> Aim of the task
Repeat exactly, and only, the lines from the one holding "Task: tag the cream" through the last line of the records below.

Location identification items:
________
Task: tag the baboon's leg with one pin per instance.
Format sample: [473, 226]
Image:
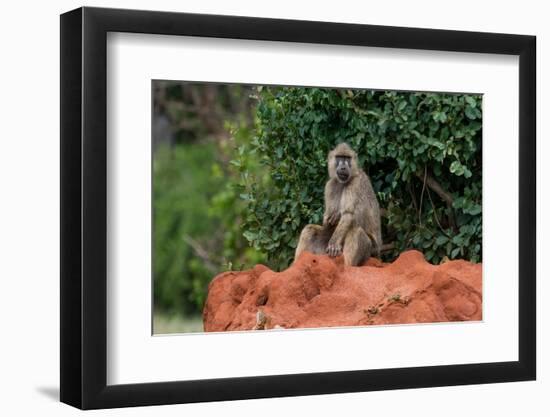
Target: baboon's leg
[357, 247]
[311, 240]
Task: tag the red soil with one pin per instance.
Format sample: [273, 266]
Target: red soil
[318, 291]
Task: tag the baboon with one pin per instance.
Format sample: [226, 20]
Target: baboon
[351, 222]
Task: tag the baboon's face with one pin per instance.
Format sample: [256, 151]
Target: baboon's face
[343, 168]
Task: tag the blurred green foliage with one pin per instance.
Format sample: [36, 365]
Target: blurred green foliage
[421, 150]
[182, 189]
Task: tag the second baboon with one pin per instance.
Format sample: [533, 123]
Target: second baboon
[351, 222]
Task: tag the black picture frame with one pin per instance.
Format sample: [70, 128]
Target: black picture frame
[84, 207]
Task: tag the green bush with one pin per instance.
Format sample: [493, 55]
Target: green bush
[421, 150]
[183, 188]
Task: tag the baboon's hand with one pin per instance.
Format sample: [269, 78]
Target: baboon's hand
[334, 249]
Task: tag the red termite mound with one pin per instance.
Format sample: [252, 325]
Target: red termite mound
[318, 291]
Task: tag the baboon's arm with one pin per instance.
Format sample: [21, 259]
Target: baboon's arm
[345, 223]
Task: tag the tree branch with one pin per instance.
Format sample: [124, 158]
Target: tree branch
[444, 195]
[436, 188]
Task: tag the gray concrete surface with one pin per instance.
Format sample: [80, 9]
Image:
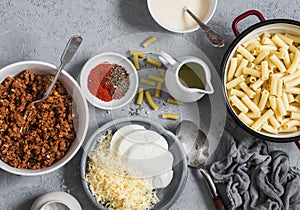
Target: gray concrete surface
[38, 30]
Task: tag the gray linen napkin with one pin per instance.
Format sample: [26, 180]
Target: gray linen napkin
[254, 177]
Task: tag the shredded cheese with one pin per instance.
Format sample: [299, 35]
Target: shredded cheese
[111, 183]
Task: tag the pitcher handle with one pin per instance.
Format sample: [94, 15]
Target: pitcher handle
[166, 59]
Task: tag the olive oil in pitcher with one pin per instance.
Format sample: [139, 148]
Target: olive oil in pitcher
[192, 75]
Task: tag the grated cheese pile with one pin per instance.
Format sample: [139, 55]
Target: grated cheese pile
[111, 184]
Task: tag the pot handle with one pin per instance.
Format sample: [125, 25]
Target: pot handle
[243, 16]
[298, 144]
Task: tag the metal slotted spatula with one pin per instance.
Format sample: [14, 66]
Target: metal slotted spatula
[195, 144]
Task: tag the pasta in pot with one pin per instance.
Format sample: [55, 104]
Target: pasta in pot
[263, 85]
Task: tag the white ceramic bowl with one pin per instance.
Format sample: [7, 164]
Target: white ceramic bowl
[211, 8]
[113, 58]
[81, 124]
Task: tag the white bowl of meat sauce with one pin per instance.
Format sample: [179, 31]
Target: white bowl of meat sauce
[109, 80]
[36, 139]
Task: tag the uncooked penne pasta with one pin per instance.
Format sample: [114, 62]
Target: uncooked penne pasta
[173, 101]
[264, 70]
[254, 115]
[280, 107]
[285, 101]
[236, 92]
[274, 122]
[278, 41]
[263, 83]
[257, 84]
[260, 57]
[270, 129]
[148, 82]
[247, 90]
[293, 90]
[235, 82]
[136, 61]
[292, 83]
[291, 98]
[140, 54]
[279, 87]
[154, 62]
[149, 41]
[140, 96]
[278, 63]
[252, 40]
[240, 68]
[267, 48]
[150, 101]
[294, 38]
[156, 78]
[242, 116]
[251, 72]
[158, 90]
[170, 116]
[238, 104]
[273, 87]
[262, 120]
[245, 53]
[288, 130]
[257, 96]
[263, 100]
[249, 103]
[286, 39]
[291, 123]
[297, 99]
[232, 68]
[295, 116]
[292, 68]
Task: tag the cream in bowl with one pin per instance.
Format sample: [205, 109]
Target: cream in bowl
[171, 15]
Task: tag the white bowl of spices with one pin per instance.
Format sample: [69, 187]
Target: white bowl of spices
[109, 80]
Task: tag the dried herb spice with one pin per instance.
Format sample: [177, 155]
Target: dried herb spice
[108, 81]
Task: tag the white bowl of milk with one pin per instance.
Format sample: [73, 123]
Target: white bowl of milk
[170, 14]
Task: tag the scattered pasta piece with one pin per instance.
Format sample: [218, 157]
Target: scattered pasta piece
[150, 101]
[158, 89]
[170, 116]
[174, 101]
[136, 61]
[156, 78]
[149, 41]
[154, 62]
[140, 96]
[148, 82]
[138, 53]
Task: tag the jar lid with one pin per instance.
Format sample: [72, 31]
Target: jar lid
[56, 201]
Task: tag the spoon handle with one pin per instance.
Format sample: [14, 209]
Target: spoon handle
[70, 49]
[215, 39]
[216, 197]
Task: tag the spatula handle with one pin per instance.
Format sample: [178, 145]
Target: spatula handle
[216, 197]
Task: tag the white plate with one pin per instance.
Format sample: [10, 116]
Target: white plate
[59, 197]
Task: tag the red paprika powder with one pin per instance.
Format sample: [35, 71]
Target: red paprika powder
[108, 81]
[98, 82]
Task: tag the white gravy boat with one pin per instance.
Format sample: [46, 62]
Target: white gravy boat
[176, 88]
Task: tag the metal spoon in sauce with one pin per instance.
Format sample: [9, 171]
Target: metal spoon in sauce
[195, 144]
[214, 38]
[69, 51]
________
> Output below
Task: tag the cream in bowl with one pin per instance.
Format sample: [205, 109]
Target: cream in bowl
[171, 15]
Task: tag the white bowl of spices with one pin per instance.
Format sample: [69, 187]
Target: white bowl of spices
[109, 80]
Task: tag the dried herb spice with one pin per instance.
Format sample: [177, 155]
Target: dried herb spice
[108, 81]
Task: tag the white bowl of milk with one pin per instance.
Format sample: [73, 123]
Target: white bowl of milk
[170, 14]
Task: tag the scattered pasta piece with one pin per instance.
Format sample: [218, 157]
Target: scattered pasta piece
[150, 101]
[158, 89]
[170, 116]
[174, 101]
[136, 61]
[156, 78]
[149, 41]
[154, 62]
[140, 96]
[148, 82]
[138, 53]
Task: tag the jar lid with one pin per instance.
Format sample: [72, 31]
Target: jar lid
[56, 201]
Task: tag the spoon handle with one pin per instance.
Format sample: [14, 209]
Target: spoon handle
[70, 49]
[215, 39]
[216, 197]
Task: tag the spatula handle with one pin per instance.
Format sample: [178, 145]
Target: spatula handle
[216, 197]
Task: tag the white plate with one pin per instance.
Format sample: [10, 116]
Target: white plate
[59, 197]
Task: tag the red paprika powder with one pin per instance.
Format sample: [35, 71]
Target: red paprika powder
[108, 81]
[98, 82]
Task: tag the white gravy boat with one pin per instance.
Format sample: [46, 62]
Target: white gravy boat
[176, 88]
Task: tag the metal spoon in sauce with one pin per instance.
Format sample: [9, 171]
Target: metal spoon in sauce
[195, 144]
[214, 38]
[69, 51]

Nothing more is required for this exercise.